Items from a dataset:

━━━

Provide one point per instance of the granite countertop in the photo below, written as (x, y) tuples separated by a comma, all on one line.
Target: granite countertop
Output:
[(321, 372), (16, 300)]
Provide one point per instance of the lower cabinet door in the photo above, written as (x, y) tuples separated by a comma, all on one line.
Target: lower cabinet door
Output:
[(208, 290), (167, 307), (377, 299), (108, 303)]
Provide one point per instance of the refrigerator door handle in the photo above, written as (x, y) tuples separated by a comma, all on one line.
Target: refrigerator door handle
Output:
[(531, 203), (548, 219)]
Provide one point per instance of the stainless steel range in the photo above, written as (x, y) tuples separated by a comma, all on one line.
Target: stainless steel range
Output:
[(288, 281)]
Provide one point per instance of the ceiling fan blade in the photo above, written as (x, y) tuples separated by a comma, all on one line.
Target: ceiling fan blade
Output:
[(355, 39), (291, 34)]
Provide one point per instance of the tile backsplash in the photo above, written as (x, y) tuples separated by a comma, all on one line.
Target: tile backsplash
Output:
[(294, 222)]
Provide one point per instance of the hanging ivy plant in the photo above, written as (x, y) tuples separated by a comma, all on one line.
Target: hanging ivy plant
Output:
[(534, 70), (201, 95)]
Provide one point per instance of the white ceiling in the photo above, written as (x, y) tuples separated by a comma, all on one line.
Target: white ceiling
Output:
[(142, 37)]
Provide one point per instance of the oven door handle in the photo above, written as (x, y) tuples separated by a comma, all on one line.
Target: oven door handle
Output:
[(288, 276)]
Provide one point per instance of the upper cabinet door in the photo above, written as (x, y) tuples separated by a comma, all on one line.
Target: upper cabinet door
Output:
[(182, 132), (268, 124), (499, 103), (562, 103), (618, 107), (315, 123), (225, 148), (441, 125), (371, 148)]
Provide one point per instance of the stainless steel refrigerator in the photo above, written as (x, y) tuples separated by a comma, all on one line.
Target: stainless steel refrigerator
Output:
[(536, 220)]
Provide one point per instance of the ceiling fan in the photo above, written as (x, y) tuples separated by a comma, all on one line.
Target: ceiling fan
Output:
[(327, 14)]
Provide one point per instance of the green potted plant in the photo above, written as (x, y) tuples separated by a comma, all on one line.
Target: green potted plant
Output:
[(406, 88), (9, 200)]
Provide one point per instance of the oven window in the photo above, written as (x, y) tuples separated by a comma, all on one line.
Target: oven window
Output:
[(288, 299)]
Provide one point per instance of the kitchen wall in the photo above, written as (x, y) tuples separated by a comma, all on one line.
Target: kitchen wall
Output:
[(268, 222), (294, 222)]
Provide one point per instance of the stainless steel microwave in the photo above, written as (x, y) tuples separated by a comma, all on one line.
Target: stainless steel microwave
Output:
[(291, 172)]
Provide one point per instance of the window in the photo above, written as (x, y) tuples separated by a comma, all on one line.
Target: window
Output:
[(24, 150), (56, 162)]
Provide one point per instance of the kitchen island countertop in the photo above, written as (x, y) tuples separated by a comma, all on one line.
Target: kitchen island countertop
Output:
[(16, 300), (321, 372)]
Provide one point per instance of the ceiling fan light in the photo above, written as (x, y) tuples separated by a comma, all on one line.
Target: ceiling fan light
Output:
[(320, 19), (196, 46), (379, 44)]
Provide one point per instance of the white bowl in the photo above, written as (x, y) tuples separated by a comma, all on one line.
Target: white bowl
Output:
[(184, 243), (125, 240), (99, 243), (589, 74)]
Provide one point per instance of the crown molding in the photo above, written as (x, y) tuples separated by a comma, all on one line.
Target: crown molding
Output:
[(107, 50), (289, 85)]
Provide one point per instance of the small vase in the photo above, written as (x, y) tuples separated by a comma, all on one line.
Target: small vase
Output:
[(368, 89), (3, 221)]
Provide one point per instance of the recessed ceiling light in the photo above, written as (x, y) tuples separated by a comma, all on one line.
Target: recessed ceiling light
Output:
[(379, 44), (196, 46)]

━━━

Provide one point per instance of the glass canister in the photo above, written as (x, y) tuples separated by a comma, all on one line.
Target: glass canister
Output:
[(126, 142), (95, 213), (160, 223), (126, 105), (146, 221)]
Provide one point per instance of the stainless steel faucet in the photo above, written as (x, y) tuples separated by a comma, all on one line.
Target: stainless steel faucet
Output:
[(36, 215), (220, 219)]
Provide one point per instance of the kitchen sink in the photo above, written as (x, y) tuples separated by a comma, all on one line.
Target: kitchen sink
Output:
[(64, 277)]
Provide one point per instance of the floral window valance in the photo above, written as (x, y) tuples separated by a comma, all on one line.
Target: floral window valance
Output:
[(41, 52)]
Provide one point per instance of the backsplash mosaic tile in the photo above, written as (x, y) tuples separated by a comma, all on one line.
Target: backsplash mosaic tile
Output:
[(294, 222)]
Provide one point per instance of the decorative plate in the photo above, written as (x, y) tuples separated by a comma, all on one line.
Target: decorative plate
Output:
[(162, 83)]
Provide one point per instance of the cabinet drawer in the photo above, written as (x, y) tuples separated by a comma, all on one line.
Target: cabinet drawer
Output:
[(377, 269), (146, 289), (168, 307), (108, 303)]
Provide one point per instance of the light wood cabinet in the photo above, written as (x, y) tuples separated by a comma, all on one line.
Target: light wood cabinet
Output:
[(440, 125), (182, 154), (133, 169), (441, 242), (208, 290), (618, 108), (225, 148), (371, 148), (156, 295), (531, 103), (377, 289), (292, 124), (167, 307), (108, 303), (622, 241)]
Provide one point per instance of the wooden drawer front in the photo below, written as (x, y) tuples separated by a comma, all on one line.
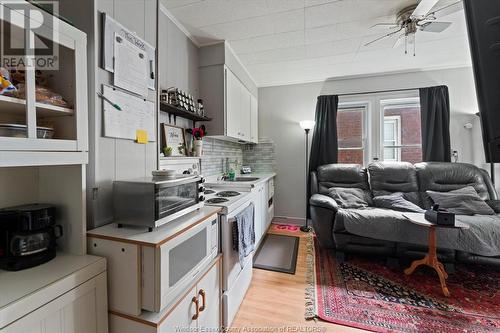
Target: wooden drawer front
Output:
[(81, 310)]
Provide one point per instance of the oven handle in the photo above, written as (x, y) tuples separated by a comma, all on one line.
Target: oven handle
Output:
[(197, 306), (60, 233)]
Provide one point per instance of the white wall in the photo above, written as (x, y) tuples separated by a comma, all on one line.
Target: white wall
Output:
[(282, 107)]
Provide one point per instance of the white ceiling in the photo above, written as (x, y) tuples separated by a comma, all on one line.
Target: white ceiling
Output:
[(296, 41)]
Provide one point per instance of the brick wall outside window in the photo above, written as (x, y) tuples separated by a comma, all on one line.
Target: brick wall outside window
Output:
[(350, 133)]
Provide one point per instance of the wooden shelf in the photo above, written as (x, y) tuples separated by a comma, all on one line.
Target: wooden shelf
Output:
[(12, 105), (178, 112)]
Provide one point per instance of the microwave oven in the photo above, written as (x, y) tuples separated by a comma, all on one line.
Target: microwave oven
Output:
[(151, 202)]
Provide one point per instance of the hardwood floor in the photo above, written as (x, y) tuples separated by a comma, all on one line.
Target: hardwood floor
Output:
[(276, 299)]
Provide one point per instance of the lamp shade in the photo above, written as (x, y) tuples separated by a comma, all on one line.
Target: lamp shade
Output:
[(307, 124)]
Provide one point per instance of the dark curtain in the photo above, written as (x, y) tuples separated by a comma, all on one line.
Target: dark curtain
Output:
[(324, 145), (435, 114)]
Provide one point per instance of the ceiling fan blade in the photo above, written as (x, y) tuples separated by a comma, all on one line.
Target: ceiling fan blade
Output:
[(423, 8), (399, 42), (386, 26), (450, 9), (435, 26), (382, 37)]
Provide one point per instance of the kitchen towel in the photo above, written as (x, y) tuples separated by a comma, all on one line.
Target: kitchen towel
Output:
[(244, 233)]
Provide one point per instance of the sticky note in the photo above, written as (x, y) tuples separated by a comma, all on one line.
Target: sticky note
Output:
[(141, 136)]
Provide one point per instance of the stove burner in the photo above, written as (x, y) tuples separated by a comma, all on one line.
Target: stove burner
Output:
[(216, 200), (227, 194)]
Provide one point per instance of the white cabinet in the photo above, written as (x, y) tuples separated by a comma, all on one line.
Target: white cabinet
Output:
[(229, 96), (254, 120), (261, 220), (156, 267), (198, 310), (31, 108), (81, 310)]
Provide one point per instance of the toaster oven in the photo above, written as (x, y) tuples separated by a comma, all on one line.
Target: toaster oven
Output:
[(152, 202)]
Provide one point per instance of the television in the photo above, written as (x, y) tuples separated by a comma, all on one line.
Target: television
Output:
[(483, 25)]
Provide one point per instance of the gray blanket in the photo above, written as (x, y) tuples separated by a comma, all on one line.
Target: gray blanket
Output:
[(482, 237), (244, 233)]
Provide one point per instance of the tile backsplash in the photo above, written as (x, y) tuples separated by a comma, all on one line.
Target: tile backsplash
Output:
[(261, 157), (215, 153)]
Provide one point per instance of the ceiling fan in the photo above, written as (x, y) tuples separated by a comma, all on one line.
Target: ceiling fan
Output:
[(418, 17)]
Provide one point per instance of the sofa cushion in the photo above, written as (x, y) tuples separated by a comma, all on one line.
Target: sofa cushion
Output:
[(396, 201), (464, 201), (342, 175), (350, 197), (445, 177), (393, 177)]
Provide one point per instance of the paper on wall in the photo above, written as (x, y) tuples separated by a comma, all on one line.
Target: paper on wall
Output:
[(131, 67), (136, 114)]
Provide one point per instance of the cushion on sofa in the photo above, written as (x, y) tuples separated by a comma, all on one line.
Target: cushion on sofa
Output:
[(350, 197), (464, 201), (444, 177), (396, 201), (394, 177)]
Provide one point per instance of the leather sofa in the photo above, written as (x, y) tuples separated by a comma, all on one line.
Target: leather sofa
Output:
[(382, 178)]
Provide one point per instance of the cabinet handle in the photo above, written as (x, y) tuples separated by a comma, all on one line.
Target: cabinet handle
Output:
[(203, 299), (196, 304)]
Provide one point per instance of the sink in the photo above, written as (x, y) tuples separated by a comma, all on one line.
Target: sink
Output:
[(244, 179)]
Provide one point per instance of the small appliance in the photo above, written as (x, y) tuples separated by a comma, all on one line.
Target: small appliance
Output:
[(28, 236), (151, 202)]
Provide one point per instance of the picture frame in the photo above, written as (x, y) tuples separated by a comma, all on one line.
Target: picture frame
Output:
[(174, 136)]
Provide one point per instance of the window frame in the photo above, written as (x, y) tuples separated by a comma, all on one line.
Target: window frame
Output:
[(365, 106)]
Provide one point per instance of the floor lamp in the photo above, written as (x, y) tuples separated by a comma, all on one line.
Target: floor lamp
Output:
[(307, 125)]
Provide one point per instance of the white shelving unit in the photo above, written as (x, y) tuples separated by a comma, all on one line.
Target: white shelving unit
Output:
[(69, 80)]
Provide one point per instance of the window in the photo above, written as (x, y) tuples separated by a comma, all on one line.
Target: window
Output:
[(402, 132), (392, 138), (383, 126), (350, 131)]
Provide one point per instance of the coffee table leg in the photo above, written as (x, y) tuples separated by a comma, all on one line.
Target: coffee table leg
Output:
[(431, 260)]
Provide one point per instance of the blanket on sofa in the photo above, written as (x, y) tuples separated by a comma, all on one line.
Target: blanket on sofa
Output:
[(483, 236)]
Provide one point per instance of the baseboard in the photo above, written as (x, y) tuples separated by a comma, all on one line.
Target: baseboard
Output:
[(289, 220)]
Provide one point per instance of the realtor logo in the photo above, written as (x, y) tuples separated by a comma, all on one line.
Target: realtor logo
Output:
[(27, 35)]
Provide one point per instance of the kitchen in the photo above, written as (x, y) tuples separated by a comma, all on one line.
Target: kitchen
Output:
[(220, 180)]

━━━

GOAL. Retype, with no changes, the lines of the records starting at the line that contains "Provide one point per instance of the floral" and ending at the line that contains "[(162, 83)]", including both of those lines.

THE RESPONSE.
Provide one point per instance of the floral window valance in the photo above, written as (x, y) tuples separated by a comma, all on one line.
Target: floral window valance
Output:
[(41, 52)]
Provide one point per instance of the backsplash mosaic tile in the photo above, written as (x, y) tuples separated by a comma, all on one line.
Target: backsplash mosaic tile
Output:
[(294, 222)]
Provide one point per instance of the decorative plate in the photo above, written as (x, y) tuples separated by a comma, all on one line.
Target: decorative plate
Output:
[(162, 83)]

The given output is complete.